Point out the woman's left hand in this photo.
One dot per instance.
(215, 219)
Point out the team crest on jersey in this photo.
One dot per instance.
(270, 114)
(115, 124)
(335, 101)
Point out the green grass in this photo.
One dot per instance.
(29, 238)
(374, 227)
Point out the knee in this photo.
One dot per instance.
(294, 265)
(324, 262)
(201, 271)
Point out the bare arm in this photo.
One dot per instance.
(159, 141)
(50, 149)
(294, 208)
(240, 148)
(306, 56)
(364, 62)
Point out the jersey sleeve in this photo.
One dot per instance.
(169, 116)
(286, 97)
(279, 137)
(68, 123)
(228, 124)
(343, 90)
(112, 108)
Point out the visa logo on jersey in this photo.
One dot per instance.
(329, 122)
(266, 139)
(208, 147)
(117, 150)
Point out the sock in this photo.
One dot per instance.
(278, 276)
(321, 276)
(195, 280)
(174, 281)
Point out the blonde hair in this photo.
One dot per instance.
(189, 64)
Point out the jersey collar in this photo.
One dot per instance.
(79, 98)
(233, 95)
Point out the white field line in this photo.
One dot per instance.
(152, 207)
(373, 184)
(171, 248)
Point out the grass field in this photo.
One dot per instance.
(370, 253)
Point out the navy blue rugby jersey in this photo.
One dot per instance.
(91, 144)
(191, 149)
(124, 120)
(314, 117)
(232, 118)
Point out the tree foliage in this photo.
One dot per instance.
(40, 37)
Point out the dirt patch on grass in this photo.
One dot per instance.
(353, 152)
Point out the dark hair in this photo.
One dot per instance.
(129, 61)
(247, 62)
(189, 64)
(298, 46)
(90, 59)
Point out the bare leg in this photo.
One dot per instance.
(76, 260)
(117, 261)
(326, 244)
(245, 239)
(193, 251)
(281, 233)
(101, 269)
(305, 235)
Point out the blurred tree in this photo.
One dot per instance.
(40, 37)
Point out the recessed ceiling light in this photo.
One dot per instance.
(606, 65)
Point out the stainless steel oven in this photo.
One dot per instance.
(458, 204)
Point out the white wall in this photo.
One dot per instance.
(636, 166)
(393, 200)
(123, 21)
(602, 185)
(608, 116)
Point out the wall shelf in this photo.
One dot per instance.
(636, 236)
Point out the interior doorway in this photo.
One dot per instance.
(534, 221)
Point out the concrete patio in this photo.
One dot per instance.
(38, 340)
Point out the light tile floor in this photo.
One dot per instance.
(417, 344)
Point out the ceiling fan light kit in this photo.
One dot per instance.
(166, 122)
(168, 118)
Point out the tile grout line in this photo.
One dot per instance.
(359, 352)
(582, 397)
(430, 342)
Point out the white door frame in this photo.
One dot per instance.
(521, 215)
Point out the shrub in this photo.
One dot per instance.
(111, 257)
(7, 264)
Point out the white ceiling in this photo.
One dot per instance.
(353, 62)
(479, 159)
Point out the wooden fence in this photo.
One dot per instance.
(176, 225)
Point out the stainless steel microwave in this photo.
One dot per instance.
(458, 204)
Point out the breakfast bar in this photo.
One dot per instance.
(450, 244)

DIRECTIONS FOR THIS TASK: Which lines above contain the word "wall"? Show each of them.

ANSWER AREA:
Point out the white wall in this photo.
Point out the wall shelf in this photo.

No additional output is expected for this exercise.